*** Records supplied Section Begins ***
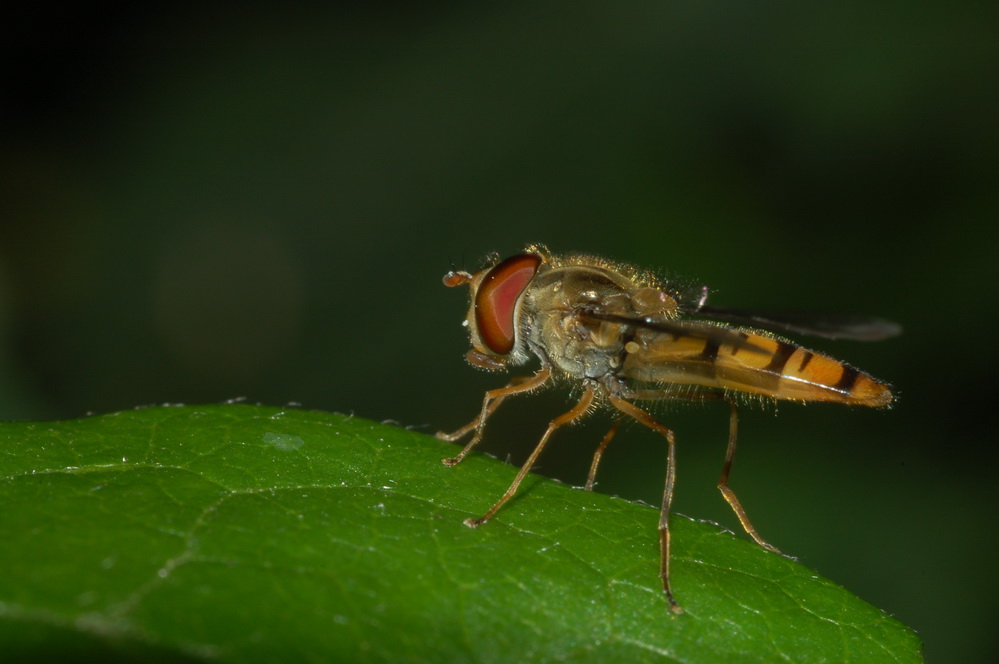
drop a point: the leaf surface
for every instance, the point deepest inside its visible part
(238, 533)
*** Records supplied Section Ends ***
*** Records supplied Section Begins ***
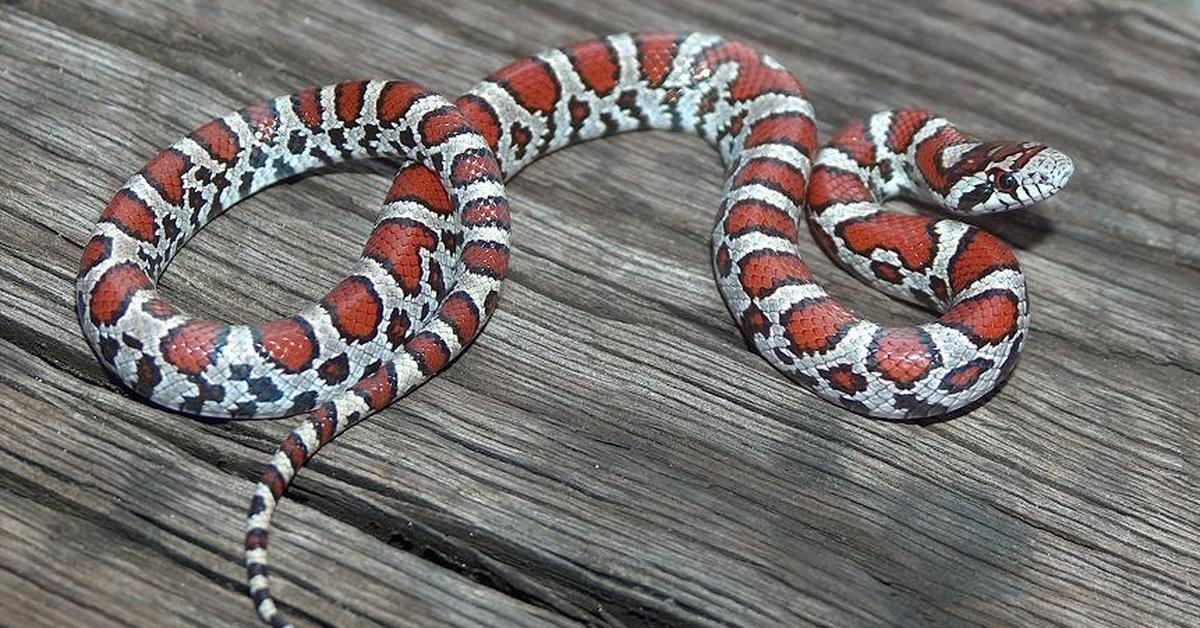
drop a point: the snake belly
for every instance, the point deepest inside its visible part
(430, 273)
*** Records supplied Section Ends ***
*** Records supplied Section Begins ***
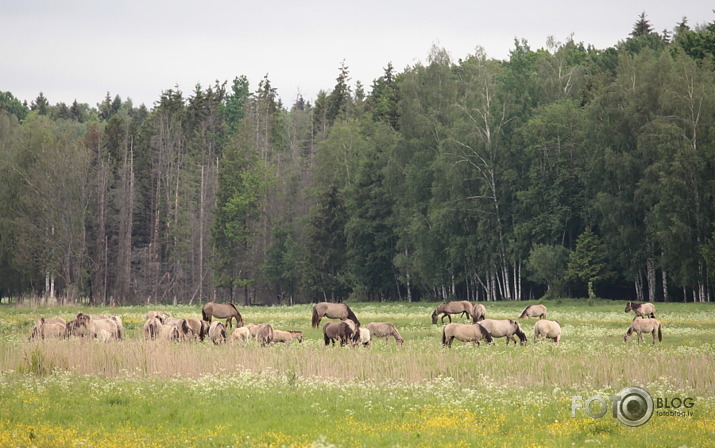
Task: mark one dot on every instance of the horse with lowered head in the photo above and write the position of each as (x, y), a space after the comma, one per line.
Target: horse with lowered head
*** Records supplied Section Ends ***
§ Instructions to follow
Using the records above, set down exactly the lines from the one with "Task: mark one" through the one with "Target: horse with lowered head", inclusive, and nothing more.

§ Task answer
Task: mark one dot on every instance of the horse with lowered head in the photo above and write the position of each as (x, y), a space after the comma, one per line.
Target: horse with lowered head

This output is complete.